▶ _QUESTIONS_:
1. Could you retype the part of the ensemble article that opens with the words containing "Performance group in" and closes with "China, Peng Liyuan."?
2. What comes next in the ensemble article? Write the continuation, starting after its final sentence.

▶ _SOURCE PASSAGE_:
..........

= China National Ethnic Song and Dance Ensemble =

Performance group in China

China National Ethnic Song and Dance Ensemble (中央民族歌舞团, variously translated as China Central Song and Dance Ensemble of Ethnic Groups or Central Nationalities Song and Dance Ensemble), based in Beijing, is a national-level performance group representing China's ethnic minorities managed by the National Ethnic Affairs Commission of the United Front Work Department. It was founded in September 1952 by Premier Zhou Enlai. Today, with over 300 members representing 36 ethnic groups, it has performed in over 70 countries and gives over 100 performances each year. Its president is the ethnomusicologist, performer and First Lady of China, Peng Liyuan.

== Departments ==
China National Ethnic Song and Dance Ensemble contains fifteen departments to take charge of different affairs.

..........

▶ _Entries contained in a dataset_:
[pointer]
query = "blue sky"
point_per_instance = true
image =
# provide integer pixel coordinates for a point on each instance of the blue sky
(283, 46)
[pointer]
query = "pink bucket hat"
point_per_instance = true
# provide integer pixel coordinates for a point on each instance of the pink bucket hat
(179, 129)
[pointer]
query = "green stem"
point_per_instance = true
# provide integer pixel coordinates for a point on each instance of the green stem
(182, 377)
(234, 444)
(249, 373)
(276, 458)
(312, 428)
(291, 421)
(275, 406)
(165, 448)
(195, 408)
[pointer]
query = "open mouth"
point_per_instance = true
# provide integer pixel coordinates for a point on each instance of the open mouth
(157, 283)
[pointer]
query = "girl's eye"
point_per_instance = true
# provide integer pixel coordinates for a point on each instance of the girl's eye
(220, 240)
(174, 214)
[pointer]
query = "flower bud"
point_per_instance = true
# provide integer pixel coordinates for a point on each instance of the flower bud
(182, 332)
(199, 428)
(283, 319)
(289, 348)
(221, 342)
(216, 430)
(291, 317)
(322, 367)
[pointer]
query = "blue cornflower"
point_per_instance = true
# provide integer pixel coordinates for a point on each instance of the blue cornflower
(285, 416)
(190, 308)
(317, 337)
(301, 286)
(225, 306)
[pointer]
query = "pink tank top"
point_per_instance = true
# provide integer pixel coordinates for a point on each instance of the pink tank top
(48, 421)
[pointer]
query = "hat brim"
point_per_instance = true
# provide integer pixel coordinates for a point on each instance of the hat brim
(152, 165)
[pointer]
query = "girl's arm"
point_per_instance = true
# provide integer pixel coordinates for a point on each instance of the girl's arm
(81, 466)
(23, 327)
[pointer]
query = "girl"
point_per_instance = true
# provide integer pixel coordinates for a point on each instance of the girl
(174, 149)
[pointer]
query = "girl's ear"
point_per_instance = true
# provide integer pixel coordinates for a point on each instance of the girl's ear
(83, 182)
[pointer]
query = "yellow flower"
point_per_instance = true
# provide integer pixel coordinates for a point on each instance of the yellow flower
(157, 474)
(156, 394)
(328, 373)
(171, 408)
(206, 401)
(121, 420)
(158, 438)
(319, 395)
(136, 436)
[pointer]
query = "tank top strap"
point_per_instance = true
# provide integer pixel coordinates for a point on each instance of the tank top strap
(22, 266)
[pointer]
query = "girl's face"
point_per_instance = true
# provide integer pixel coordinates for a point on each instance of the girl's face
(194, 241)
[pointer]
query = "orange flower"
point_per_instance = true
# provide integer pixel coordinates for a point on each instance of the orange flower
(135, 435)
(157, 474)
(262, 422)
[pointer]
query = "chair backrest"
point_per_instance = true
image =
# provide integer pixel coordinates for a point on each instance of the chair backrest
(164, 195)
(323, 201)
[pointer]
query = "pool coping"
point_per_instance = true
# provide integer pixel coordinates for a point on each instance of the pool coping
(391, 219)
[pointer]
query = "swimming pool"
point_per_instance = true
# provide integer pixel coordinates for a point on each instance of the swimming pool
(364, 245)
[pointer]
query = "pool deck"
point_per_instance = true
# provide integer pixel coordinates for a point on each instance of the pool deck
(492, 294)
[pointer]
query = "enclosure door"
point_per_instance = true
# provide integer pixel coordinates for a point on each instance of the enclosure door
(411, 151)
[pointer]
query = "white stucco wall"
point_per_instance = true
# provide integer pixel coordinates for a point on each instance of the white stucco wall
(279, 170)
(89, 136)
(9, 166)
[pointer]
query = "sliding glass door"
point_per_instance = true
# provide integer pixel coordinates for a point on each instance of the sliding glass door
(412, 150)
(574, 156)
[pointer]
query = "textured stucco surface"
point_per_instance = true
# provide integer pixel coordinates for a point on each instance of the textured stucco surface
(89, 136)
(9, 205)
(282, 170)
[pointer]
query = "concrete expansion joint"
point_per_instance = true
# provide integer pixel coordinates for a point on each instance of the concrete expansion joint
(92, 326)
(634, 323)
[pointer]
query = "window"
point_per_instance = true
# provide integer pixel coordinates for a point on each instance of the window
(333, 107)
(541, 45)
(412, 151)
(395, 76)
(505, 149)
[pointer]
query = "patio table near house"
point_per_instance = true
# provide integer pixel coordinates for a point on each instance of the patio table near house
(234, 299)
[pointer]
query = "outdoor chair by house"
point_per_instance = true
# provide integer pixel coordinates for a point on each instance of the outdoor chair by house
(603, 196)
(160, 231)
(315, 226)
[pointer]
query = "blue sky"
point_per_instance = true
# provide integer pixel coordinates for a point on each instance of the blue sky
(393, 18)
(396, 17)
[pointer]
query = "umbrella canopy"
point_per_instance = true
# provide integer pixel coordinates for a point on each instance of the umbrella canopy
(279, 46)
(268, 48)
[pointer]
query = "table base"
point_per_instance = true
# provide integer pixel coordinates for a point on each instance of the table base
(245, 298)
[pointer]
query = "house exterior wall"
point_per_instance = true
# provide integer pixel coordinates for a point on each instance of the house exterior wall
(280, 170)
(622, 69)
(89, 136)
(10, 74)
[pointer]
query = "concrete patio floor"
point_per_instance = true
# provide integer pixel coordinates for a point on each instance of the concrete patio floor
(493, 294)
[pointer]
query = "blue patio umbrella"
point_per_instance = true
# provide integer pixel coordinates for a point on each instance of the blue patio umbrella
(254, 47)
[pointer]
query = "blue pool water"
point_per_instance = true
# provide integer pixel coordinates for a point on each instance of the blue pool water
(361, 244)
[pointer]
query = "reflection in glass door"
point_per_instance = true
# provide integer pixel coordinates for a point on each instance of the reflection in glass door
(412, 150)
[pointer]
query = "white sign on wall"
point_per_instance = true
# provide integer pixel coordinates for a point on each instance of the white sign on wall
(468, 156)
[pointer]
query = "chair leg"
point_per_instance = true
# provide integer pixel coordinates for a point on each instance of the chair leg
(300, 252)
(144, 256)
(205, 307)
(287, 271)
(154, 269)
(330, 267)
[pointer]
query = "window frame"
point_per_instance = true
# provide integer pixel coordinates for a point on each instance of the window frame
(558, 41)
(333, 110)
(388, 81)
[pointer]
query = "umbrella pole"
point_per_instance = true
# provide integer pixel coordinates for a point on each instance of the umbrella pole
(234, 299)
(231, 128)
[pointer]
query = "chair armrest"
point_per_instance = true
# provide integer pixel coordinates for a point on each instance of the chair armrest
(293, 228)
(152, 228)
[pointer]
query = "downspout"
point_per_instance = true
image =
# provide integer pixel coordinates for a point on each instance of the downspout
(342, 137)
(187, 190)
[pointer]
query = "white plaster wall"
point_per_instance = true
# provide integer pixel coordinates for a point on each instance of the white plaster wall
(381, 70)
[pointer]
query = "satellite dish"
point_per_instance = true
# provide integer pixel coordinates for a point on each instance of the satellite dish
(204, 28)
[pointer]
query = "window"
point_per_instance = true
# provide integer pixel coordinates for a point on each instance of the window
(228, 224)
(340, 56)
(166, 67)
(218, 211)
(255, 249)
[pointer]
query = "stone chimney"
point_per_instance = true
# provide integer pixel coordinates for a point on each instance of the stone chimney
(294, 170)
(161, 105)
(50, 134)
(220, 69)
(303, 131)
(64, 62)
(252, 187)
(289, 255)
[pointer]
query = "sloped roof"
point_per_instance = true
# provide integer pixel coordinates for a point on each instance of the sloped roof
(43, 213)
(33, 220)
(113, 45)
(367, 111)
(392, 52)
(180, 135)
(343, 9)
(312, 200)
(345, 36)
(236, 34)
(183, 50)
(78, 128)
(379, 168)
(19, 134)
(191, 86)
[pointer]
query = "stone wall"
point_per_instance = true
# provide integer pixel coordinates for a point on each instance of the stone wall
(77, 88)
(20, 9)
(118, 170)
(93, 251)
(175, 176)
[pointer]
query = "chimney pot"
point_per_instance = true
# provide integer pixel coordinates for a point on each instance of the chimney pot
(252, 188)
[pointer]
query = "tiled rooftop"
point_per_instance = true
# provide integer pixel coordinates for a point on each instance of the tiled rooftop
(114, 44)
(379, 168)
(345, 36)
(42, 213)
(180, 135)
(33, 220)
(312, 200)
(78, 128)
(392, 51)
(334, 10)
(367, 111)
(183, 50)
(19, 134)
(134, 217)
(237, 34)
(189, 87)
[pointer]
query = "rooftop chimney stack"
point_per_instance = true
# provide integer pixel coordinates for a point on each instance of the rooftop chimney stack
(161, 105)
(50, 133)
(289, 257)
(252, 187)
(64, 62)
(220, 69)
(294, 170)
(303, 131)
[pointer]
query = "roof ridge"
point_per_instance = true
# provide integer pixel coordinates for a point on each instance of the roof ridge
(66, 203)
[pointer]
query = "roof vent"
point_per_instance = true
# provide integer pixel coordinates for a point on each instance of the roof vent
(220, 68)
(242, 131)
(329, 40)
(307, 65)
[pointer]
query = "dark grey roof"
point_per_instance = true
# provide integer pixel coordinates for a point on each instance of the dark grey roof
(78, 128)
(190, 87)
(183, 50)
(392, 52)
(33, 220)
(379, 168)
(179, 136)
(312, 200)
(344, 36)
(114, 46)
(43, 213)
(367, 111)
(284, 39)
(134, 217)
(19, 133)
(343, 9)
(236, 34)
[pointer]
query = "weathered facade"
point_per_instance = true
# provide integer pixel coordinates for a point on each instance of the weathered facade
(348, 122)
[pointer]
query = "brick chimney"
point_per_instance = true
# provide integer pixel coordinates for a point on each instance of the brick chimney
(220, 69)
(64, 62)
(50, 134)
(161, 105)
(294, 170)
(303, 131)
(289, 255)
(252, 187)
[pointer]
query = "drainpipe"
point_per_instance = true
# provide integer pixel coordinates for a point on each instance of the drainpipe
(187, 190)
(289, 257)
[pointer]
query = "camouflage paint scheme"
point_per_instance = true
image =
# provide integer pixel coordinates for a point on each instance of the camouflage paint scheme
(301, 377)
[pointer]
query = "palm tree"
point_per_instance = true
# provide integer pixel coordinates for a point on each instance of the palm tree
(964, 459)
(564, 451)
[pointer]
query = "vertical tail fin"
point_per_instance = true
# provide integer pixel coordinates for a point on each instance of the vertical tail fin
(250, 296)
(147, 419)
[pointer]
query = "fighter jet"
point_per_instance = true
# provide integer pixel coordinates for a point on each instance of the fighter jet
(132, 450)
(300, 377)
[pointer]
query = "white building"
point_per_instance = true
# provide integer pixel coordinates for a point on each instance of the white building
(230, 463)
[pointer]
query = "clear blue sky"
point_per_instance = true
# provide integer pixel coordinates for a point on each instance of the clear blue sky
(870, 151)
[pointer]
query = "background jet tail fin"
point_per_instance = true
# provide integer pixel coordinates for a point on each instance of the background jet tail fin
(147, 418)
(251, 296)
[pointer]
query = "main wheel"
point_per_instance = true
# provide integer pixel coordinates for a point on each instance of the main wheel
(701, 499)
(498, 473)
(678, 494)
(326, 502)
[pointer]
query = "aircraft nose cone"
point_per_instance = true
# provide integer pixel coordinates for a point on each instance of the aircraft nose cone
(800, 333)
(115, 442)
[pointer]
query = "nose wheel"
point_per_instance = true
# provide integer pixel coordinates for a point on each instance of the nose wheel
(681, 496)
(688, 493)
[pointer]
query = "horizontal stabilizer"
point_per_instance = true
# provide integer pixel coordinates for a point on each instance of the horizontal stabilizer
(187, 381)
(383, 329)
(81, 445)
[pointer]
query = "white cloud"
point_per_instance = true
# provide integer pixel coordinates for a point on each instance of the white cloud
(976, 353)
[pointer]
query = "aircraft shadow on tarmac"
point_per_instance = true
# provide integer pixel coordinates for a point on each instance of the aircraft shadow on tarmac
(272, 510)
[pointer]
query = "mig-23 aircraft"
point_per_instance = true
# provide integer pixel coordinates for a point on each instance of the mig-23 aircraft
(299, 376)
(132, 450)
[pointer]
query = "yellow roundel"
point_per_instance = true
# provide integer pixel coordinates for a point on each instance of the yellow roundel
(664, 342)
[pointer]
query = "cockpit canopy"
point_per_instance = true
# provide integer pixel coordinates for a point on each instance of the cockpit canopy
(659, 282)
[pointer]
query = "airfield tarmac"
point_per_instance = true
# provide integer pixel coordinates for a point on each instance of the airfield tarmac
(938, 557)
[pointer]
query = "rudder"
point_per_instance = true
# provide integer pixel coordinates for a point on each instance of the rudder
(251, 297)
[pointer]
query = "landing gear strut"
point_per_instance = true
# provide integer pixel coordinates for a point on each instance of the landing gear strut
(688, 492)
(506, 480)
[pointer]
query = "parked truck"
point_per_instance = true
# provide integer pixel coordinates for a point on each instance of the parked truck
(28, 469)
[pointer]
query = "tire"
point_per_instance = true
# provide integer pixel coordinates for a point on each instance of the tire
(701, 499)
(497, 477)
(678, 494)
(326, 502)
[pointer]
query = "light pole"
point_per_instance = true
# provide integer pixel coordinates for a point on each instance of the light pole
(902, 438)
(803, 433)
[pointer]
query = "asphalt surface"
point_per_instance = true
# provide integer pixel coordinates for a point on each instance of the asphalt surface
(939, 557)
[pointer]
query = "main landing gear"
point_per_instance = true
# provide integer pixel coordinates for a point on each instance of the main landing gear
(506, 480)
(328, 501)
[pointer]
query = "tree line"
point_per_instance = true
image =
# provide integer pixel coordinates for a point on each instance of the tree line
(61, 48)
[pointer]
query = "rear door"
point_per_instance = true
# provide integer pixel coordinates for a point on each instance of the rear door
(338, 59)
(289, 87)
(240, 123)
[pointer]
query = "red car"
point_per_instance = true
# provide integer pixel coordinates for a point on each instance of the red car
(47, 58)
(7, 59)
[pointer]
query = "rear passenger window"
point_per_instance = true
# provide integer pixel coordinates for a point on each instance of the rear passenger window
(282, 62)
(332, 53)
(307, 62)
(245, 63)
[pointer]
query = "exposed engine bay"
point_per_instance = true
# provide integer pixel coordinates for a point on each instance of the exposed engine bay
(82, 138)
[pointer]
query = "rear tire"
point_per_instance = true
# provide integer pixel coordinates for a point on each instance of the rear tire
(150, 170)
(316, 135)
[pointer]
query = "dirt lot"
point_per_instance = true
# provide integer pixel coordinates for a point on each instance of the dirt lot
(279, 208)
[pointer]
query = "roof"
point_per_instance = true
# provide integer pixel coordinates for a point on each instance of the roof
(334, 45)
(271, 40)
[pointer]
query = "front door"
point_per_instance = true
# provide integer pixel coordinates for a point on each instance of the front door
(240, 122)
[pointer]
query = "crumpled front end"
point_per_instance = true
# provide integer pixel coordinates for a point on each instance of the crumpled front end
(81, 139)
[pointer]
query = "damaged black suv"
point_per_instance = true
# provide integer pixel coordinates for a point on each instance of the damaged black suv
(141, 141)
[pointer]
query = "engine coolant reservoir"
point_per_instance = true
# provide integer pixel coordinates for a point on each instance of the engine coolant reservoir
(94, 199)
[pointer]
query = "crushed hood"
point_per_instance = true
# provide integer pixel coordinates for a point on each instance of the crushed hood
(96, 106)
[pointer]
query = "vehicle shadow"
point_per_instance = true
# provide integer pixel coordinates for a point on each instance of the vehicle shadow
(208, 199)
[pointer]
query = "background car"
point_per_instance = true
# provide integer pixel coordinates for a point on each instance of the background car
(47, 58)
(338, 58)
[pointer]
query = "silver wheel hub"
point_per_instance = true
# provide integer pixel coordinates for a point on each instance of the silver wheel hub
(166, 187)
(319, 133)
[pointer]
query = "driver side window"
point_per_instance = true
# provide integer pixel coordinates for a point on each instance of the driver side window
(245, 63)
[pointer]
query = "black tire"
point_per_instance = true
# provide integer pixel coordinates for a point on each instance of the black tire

..........

▶ _ANSWERS FOR THIS EXERCISE_:
1.
Performance group in China

China National Ethnic Song and Dance Ensemble (中央民族歌舞团, variously translated as China Central Song and Dance Ensemble of Ethnic Groups or Central Nationalities Song and Dance Ensemble), based in Beijing, is a national-level performance group representing China's ethnic minorities managed by the National Ethnic Affairs Commission of the United Front Work Department. It was founded in September 1952 by Premier Zhou Enlai. Today, with over 300 members representing 36 ethnic groups, it has performed in over 70 countries and gives over 100 performances each year. Its president is the ethnomusicologist, performer and First Lady of China, Peng Liyuan.

2.
== The China National Ethnic Song and Dance Ensemble Theater ==

=== Location ===
South Street No. 21, Haidian District Zhongguancun, Beijing City. Next to the Minzu University of China, the Art Academy of PLA, Peking University Stomatological Hospital and Beijing Foreign Studies University.

=== Information ===
The construction of the central national song and dance troupe National Theater building was completed in December 2012. It covers an area of 20 square kilometers, 2 levels of more than 900 seats for the audience. The theater also contains a 500-square-meter theater within it, a meeting room, 2 vip rooms, 7 rehearsal rooms and 8 dressing rooms in total. The China National Ethnic Song and Dance Ensemble Theater is equipped with professional audio and lighting systems and is capable of hosting performances with various purposes, including performance, public relations activities, news conference, TV programs, conferences and training activities.